• _BRIEF_:
What are the lines from the one with "Target: gravel ground" through the end of the records below, written out exactly and without the pictures?

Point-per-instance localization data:

== Segment start ==

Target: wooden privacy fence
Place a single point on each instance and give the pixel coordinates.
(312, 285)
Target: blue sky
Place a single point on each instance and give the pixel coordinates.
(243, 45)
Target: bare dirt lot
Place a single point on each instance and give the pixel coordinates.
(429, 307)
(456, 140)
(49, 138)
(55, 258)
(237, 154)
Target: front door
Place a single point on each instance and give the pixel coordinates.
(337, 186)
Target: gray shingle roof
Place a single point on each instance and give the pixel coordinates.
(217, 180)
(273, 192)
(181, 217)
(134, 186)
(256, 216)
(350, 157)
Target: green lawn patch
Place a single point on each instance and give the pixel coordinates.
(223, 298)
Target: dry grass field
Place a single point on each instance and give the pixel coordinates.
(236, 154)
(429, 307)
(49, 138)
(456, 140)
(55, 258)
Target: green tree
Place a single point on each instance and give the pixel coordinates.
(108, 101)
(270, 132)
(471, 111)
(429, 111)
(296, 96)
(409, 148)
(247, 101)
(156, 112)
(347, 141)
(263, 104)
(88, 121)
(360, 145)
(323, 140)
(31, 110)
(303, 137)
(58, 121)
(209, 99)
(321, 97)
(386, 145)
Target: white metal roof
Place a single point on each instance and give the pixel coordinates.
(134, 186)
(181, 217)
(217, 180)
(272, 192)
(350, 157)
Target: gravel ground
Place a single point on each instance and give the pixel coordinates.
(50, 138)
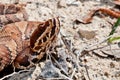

== Segment end ==

• _WRITTEN SOLUTION_:
Target: gravel ground
Place a single point on each instance and give the pixel coordinates.
(50, 138)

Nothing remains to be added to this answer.